Supplied material -

========================================

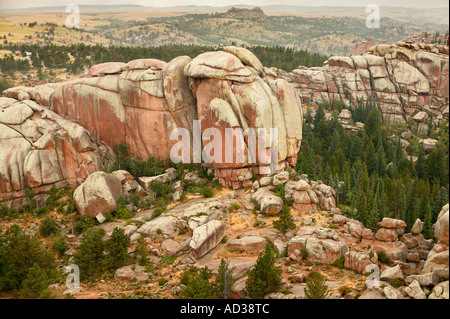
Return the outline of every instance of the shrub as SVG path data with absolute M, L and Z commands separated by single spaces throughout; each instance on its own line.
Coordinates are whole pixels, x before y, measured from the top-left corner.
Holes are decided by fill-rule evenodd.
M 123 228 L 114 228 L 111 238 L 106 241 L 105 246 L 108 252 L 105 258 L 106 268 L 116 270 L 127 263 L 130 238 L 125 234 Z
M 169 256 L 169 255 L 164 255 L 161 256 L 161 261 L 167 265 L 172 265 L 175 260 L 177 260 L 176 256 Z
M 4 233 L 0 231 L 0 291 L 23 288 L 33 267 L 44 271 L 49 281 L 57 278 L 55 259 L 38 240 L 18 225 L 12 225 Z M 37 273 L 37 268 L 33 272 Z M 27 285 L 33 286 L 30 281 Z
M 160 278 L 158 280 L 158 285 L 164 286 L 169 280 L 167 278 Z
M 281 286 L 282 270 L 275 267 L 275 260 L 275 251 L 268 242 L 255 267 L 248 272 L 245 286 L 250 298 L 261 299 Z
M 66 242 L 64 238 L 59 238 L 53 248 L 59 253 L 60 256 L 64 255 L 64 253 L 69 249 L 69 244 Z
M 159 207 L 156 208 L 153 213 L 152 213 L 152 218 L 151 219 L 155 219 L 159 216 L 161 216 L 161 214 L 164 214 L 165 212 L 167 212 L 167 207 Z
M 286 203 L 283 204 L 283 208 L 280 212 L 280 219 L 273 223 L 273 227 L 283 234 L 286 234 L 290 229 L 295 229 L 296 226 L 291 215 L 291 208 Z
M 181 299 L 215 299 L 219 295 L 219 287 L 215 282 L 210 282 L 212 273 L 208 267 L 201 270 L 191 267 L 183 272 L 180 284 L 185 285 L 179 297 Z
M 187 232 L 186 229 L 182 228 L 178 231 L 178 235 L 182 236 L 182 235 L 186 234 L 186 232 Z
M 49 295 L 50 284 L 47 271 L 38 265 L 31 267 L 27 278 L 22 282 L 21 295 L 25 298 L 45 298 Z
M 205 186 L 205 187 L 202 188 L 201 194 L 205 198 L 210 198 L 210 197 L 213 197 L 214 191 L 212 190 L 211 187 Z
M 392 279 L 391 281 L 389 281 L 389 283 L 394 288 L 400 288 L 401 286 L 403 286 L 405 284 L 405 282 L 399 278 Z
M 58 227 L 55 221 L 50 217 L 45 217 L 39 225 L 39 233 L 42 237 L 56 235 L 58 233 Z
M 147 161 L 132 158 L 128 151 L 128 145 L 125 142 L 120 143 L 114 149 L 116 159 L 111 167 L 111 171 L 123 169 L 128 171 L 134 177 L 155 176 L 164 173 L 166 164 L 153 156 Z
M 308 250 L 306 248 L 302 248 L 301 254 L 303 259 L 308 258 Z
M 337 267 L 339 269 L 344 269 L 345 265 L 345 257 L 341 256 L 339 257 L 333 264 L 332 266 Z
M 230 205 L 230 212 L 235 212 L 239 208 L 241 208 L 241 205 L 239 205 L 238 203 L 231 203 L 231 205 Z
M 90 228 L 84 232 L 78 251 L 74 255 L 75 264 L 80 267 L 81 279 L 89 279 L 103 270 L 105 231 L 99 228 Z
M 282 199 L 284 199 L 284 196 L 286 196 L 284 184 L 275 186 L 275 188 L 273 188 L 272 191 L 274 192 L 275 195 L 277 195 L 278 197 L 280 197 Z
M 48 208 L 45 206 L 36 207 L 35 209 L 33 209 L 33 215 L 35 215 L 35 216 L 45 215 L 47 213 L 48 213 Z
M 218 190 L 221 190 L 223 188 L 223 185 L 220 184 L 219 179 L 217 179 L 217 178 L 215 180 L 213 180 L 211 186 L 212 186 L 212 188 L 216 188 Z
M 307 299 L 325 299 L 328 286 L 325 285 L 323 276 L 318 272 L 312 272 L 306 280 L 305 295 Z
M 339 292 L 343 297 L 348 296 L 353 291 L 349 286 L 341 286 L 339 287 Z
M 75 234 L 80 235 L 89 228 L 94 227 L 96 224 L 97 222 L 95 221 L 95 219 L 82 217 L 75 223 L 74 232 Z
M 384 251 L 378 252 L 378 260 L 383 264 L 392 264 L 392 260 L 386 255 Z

========================================

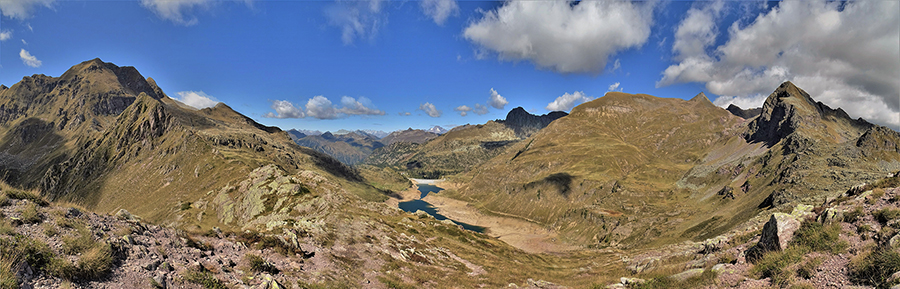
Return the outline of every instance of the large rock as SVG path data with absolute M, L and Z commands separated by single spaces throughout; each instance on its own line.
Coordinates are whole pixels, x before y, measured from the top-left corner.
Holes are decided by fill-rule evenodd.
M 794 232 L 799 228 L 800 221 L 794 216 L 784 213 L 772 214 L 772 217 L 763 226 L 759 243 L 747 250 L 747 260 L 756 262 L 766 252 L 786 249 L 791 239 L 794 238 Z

========================================

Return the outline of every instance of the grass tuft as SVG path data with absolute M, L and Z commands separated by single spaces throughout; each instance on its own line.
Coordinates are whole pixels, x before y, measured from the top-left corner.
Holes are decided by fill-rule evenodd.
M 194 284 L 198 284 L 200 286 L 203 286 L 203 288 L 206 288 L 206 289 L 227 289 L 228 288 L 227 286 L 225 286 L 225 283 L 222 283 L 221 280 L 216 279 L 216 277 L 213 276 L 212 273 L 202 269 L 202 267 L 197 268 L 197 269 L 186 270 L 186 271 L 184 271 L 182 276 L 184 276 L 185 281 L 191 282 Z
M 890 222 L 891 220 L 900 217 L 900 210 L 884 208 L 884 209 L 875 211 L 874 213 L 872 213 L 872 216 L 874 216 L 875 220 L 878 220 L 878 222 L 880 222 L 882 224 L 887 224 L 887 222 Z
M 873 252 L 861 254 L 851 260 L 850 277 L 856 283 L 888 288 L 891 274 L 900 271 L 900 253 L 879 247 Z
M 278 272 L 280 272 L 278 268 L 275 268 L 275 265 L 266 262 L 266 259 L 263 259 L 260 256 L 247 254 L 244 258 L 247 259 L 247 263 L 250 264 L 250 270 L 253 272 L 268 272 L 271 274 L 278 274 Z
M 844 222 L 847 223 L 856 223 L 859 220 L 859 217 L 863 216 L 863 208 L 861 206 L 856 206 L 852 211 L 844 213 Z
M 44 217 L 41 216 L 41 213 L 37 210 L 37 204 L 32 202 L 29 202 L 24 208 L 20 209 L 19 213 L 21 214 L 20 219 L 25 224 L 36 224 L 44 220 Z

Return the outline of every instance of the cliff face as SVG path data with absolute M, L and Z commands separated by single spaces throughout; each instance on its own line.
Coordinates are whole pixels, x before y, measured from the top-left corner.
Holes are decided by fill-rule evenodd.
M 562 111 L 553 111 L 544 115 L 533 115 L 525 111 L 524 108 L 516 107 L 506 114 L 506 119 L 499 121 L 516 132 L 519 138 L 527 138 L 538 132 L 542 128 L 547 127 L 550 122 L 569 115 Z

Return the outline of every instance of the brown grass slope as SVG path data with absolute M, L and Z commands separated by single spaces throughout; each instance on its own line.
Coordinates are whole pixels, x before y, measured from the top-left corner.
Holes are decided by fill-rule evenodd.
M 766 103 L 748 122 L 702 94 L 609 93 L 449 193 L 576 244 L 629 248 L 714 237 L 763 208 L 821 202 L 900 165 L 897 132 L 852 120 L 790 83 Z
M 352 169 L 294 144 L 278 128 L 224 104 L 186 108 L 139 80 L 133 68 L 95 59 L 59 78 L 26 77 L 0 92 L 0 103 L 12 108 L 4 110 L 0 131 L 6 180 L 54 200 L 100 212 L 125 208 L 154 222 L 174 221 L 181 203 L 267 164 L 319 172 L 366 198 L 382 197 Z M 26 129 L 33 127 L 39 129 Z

========================================

Task -
Check each line above for the string "path" and copy the ones that have it.

Problem solution -
Return the outline of every instance of the shrub as SVG path data with absolute M, L and Z commands separated by single spaces throughout; each instance on its own line.
Return the outline of every instance of the large rock as SVG path data with absolute M, L and Z commands separated by single spaces throughout; each instance on its own line.
Return the outline of every instance of the grass tuft as SVG path data with absolute M, L and Z commands separated by single spaces throughout; each instance on its own line.
Return the outline of every instance of the cliff face as SVG path data with absolute M, L and Z commands separated by single spaces throughout; each instance on its own line.
Return the outline of every instance of the brown grass slope as SVG path data with absolute M, L and Z commands separated by single spaces throughout; each instance on its own line.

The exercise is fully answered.